> **Activities**:
1. From the forum discussion about quiet films, write out the passage that begins at the words "Re: Koyaanisqatsi- I" and stops after "for small miracles.".
2. Render this sentence from the forum discussion about quiet films in Spanish: "Watching too many movies like that can get a bit frustrating after a while."
3. Supply the next part of the forum discussion about quiet films, picking up after its final comment.

Re: Koyaanisqatsi- I have to disagree. Everything happens. It is the best explanation of us imaginable. The music is what it is.

Two that I really enjoyed, that feature huge vistas of everyday normality, are Paterson with Adam Driver and the Japanese movie about a toilet cleaner Perfect Days. I would happily watch both of these again. Perhaps not as a double feature.

Do not watch the sequel. By chance I saw it first, which was a big mistake. Seeing it at all is a big mistake. It sets things up for a series which as far as I know never happened. Thank Og for small miracles.

A lot of low budget indie movies tend to start in the middle of a story and end in the middle of a story. No proper introductory scene, no dramatic conclusion, just stuff happening. Some great character moments, some comedy, some romance, some tragedy, but just at an ordinary degree and without any clear consequence.

Watching too many movies like that can get a bit frustrating after a while.

How about “Locke” which visually is a man driving down the highway on a rainy night, talking on the phone with his wife, while his life completely disintegrates around him?

I was hesitant to see “Nomadland”, because I feared that it would be depressing, but at least to me, it was very uplifting. The main character did what she had to do after her husband died and the mine where they both worked closed.

I immediately thought of the film A Ghost Story starring Casey Affleck.

IIRC, the film starts with Affleck’s character having just died or he dies in the first few minutes. The rest of the film is him “haunting” the house he lived in with his wife, but by haunting i mean mostly just observing what happens in the house after his death. I remember really enjoying it in the theater when it was released, but acknowledge that you’d really have to be in the right mood for this type of film to enjoy it.

> **Records shown**:
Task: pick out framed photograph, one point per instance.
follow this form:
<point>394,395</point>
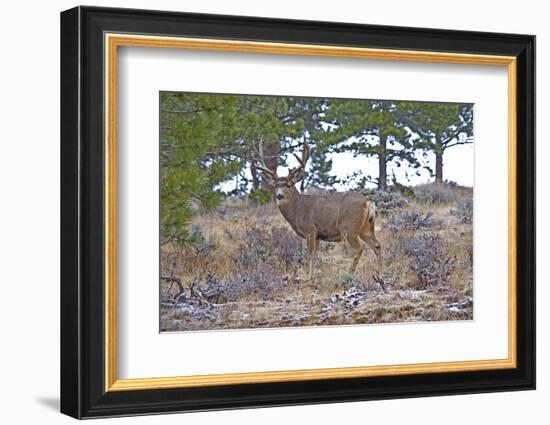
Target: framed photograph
<point>261,212</point>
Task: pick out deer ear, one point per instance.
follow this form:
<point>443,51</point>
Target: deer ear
<point>297,175</point>
<point>268,178</point>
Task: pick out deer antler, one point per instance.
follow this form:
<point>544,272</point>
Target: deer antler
<point>303,160</point>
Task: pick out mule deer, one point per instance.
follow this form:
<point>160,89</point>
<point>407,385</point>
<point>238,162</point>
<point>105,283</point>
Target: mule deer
<point>334,217</point>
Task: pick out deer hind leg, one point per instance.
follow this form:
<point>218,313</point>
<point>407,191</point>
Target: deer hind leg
<point>355,245</point>
<point>371,241</point>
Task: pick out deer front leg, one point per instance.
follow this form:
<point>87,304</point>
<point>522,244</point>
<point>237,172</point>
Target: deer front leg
<point>312,245</point>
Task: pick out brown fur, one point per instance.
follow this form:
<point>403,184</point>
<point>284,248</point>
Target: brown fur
<point>331,217</point>
<point>335,217</point>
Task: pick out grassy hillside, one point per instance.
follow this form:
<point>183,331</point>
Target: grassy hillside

> **Outputs in order**:
1.
Re: Koyaanisqatsi- I have to disagree. Everything happens. It is the best explanation of us imaginable. The music is what it is.

Two that I really enjoyed, that feature huge vistas of everyday normality, are Paterson with Adam Driver and the Japanese movie about a toilet cleaner Perfect Days. I would happily watch both of these again. Perhaps not as a double feature.

Do not watch the sequel. By chance I saw it first, which was a big mistake. Seeing it at all is a big mistake. It sets things up for a series which as far as I know never happened. Thank Og for small miracles.

2. Ver demasiadas películas así puede resultar un poco frustrante después de un tiempo.

3.
Whoa, really? I mean, the style overall is quite serene and meditative, but the things that happen in that movie include two children encountering and interacting with various kinds of magical nature spirits that appear and vanish at will, the younger child (mistakenly believing that their hospitalized mother is dying) getting lost trying to carry some food to her in the hospital, the older child and the entire community panicking about the missing child and initially believing her dead, and the lost child eventually being rescued by the intervention of said nature spirits including a magical cat-shaped bus. That felt like a fair bit of action to me.

Same, but that’s another Studio Ghibli movie that I wouldn’t describe as “nothing happens”. Two teens meet and start falling in love, they spearhead a project to preserve a beloved building that eventually requires a personal appeal to and personal visit by a major prefectural official, one of the teens’ mysterious antecedents are partly revealed, leading the two to mistakenly believe they are siblings and must repress their mutual attraction, and finally the full truth is revealed.

I mean, I think there’s a difference between “quiet-toned movies focused on events of daily life” and movies in which there aren’t really any notable events at all. A lot of Studio Ghibli movies are the former type (though there are also some big apocalyptic-fantasy numbers like Nausicaa), but IMHO that doesn’t make them the latter.

If you think about it, up until the climactic fight scene, nothing much happens in Tarantino’s Once Upon a Time in Hollywood. The characters talk, watch TV, act, watch movies, spar, meet some hippies, reminisce… it’s basically a hangout movie that ends with Susan Atkins being killed by a flamethrower.

Speaking of hangout movies, how about Car Wash?

It’s been ages since I’ve seen either of these, but how about…

The Big Chill
The Breakfast Club

These are in the territory of “lots of exciting stuff happens but most of it doesn’t affect the outcome”. They can be described by “stuff happens but nothing changes” rather than “nothing happens”

Taking The Breakfast Club, for example, it would be nothing happens if they served a boring detention, talked a little, worked on assignments, and goofed off a little. Maybe there’s a tense moment when two of the boys seem like they might fight, but then nothing comes of it. That’s the slice of life nothing happened version. In the (more entertaining) movie, everyone goes through a life changing moment with a lot of drama and angst as a side dish. Something happened.